EXERCISE = Reproduce the entries below word for word, from the first through the last. Leave out the pictures.

>> begin DATASET EXCERPTS

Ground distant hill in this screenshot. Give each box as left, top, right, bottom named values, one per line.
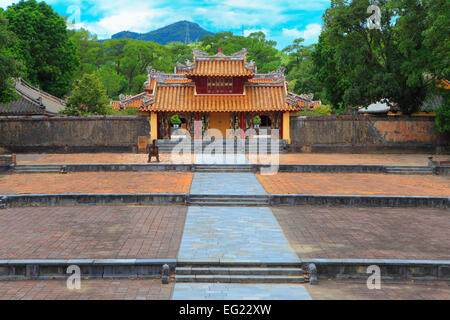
left=111, top=21, right=213, bottom=44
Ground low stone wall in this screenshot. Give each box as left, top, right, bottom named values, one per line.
left=291, top=116, right=450, bottom=154
left=0, top=116, right=150, bottom=153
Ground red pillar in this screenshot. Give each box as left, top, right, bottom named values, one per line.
left=241, top=112, right=245, bottom=139
left=278, top=112, right=284, bottom=139
left=194, top=113, right=200, bottom=139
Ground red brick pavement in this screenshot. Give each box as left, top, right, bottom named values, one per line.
left=0, top=172, right=192, bottom=194
left=256, top=173, right=450, bottom=197
left=0, top=279, right=444, bottom=300
left=17, top=153, right=193, bottom=164
left=0, top=279, right=174, bottom=300
left=272, top=206, right=450, bottom=260
left=0, top=206, right=187, bottom=259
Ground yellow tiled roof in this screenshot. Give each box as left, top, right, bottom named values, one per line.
left=141, top=85, right=299, bottom=112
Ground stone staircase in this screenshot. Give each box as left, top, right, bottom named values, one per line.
left=175, top=265, right=308, bottom=283
left=156, top=139, right=287, bottom=154
left=14, top=164, right=62, bottom=173
left=186, top=195, right=269, bottom=207
left=194, top=164, right=253, bottom=173
left=386, top=166, right=433, bottom=175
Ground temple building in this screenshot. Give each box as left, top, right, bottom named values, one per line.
left=113, top=49, right=313, bottom=143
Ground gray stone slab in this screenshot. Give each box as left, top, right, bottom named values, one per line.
left=190, top=172, right=267, bottom=196
left=172, top=283, right=311, bottom=300
left=178, top=207, right=300, bottom=264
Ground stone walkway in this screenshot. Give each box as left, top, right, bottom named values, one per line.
left=178, top=207, right=299, bottom=262
left=172, top=283, right=311, bottom=300
left=173, top=173, right=310, bottom=300
left=190, top=172, right=267, bottom=195
left=17, top=153, right=450, bottom=166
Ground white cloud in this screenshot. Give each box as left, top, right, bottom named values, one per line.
left=86, top=10, right=171, bottom=37
left=282, top=23, right=322, bottom=44
left=244, top=29, right=270, bottom=38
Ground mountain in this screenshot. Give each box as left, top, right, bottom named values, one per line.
left=111, top=21, right=213, bottom=44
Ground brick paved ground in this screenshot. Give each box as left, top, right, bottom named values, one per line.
left=306, top=280, right=450, bottom=300
left=0, top=279, right=444, bottom=300
left=0, top=206, right=187, bottom=260
left=17, top=153, right=193, bottom=164
left=17, top=153, right=450, bottom=166
left=257, top=173, right=450, bottom=197
left=0, top=172, right=192, bottom=194
left=251, top=153, right=450, bottom=166
left=272, top=206, right=450, bottom=260
left=0, top=279, right=174, bottom=300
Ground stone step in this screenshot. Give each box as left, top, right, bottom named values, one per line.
left=14, top=165, right=61, bottom=173
left=189, top=197, right=269, bottom=203
left=195, top=168, right=253, bottom=173
left=175, top=267, right=303, bottom=276
left=187, top=201, right=269, bottom=207
left=175, top=275, right=306, bottom=283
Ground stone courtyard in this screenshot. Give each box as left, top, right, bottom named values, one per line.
left=0, top=154, right=450, bottom=300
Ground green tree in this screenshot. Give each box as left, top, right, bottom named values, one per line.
left=63, top=73, right=109, bottom=115
left=283, top=38, right=322, bottom=98
left=68, top=29, right=106, bottom=79
left=423, top=0, right=450, bottom=80
left=95, top=64, right=127, bottom=100
left=4, top=0, right=78, bottom=97
left=323, top=0, right=429, bottom=114
left=200, top=32, right=281, bottom=73
left=312, top=35, right=348, bottom=110
left=0, top=11, right=21, bottom=103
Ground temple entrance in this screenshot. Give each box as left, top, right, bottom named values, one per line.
left=260, top=116, right=272, bottom=129
left=208, top=112, right=230, bottom=139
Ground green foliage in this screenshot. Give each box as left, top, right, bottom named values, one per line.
left=297, top=105, right=331, bottom=116
left=170, top=114, right=181, bottom=124
left=63, top=74, right=109, bottom=116
left=105, top=106, right=139, bottom=116
left=3, top=0, right=78, bottom=97
left=435, top=90, right=450, bottom=133
left=314, top=0, right=448, bottom=114
left=95, top=64, right=127, bottom=100
left=253, top=116, right=261, bottom=125
left=0, top=12, right=21, bottom=103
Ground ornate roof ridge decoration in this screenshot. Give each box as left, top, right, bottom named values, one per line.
left=119, top=92, right=148, bottom=106
left=286, top=92, right=314, bottom=105
left=192, top=48, right=209, bottom=60
left=231, top=48, right=248, bottom=58
left=267, top=66, right=286, bottom=81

>> end DATASET EXCERPTS

CORRECT OUTPUT =
Ground distant hill in this screenshot. Give each box as left, top, right, bottom named values, one per line.
left=111, top=21, right=213, bottom=44
Ground low stone wall in this screenshot. Give each box as left, top, right, bottom named values, one per line.
left=291, top=116, right=450, bottom=154
left=0, top=116, right=150, bottom=153
Ground red pillar in this screenshot. Give each box as left, top, right, bottom named values, one per line.
left=241, top=112, right=245, bottom=139
left=278, top=112, right=284, bottom=139
left=194, top=113, right=200, bottom=139
Ground red brick pavement in this screenshot. Give each box as left, top, right, bottom named values, one per line.
left=0, top=172, right=192, bottom=194
left=256, top=173, right=450, bottom=197
left=0, top=279, right=444, bottom=300
left=17, top=153, right=193, bottom=164
left=0, top=279, right=174, bottom=300
left=272, top=206, right=450, bottom=260
left=0, top=206, right=187, bottom=259
Ground yellow tiled roof in this screenshot. Give each box as left, top, right, bottom named values, one per line.
left=141, top=85, right=299, bottom=112
Ground stone staircase in this screenshot. Give each box as left, top, right, bottom named values, one per line.
left=175, top=265, right=308, bottom=283
left=156, top=139, right=287, bottom=154
left=14, top=164, right=62, bottom=173
left=186, top=195, right=269, bottom=207
left=194, top=164, right=253, bottom=173
left=386, top=166, right=433, bottom=175
Ground temple building in this screenshot. Give each box as left, top, right, bottom named values, one per line.
left=113, top=49, right=313, bottom=143
Ground gray stone slab in this screenshot. Give each box as left, top, right, bottom named values, one per line.
left=190, top=172, right=267, bottom=196
left=172, top=283, right=311, bottom=300
left=178, top=207, right=300, bottom=264
Ground stone walkway in this screenshot. Give each box as left, top, right, bottom named values, one per line.
left=178, top=207, right=299, bottom=262
left=172, top=283, right=311, bottom=300
left=173, top=173, right=310, bottom=300
left=190, top=172, right=267, bottom=195
left=17, top=153, right=450, bottom=166
Ground white cloud in this screenshot. Give each box as left, top, right, bottom named values, one per line.
left=86, top=10, right=171, bottom=37
left=282, top=23, right=322, bottom=44
left=244, top=29, right=270, bottom=38
Ground mountain in this screenshot. Give each box as left, top, right, bottom named values, one per line.
left=111, top=21, right=213, bottom=44
Ground brick paved ground in this screenshot. Give each box as left, top, right, bottom named values, one per line.
left=306, top=280, right=450, bottom=300
left=0, top=279, right=444, bottom=300
left=0, top=206, right=187, bottom=260
left=17, top=153, right=193, bottom=164
left=17, top=153, right=450, bottom=166
left=257, top=173, right=450, bottom=197
left=0, top=172, right=192, bottom=194
left=251, top=153, right=450, bottom=166
left=272, top=206, right=450, bottom=260
left=0, top=279, right=174, bottom=300
Ground stone step in this screenshot. Give each box as left, top, right, bottom named values, one per line.
left=14, top=165, right=61, bottom=173
left=189, top=197, right=269, bottom=203
left=195, top=168, right=253, bottom=173
left=175, top=267, right=303, bottom=276
left=187, top=201, right=269, bottom=207
left=175, top=275, right=306, bottom=283
Ground stone courtyard in this screenshot. Give each box as left, top, right, bottom named values, one per line.
left=0, top=154, right=450, bottom=300
Ground green tree in this screenshot. Give each box as left, top, right, bottom named values, one per line.
left=63, top=73, right=109, bottom=115
left=283, top=38, right=322, bottom=98
left=68, top=29, right=106, bottom=79
left=423, top=0, right=450, bottom=80
left=95, top=64, right=127, bottom=100
left=4, top=0, right=78, bottom=97
left=323, top=0, right=429, bottom=114
left=200, top=32, right=281, bottom=73
left=312, top=35, right=348, bottom=110
left=0, top=11, right=21, bottom=103
Ground temple entrance in this screenshot. Give each box as left, top, right, bottom named values, one per line.
left=260, top=116, right=272, bottom=129
left=208, top=112, right=230, bottom=139
Ground green foliage in this screenshot. Give each box as left, top, right, bottom named values, one per line.
left=297, top=105, right=331, bottom=116
left=170, top=114, right=181, bottom=124
left=63, top=74, right=109, bottom=116
left=105, top=106, right=139, bottom=116
left=3, top=0, right=78, bottom=97
left=435, top=90, right=450, bottom=133
left=314, top=0, right=448, bottom=114
left=95, top=64, right=127, bottom=100
left=253, top=116, right=261, bottom=125
left=0, top=12, right=21, bottom=103
Ground ornate roof ridge decoration in this screenshot. Give each box as left, top, right, bottom named values, one per line.
left=119, top=92, right=148, bottom=106
left=286, top=92, right=314, bottom=105
left=192, top=48, right=209, bottom=60
left=231, top=48, right=248, bottom=58
left=267, top=66, right=286, bottom=81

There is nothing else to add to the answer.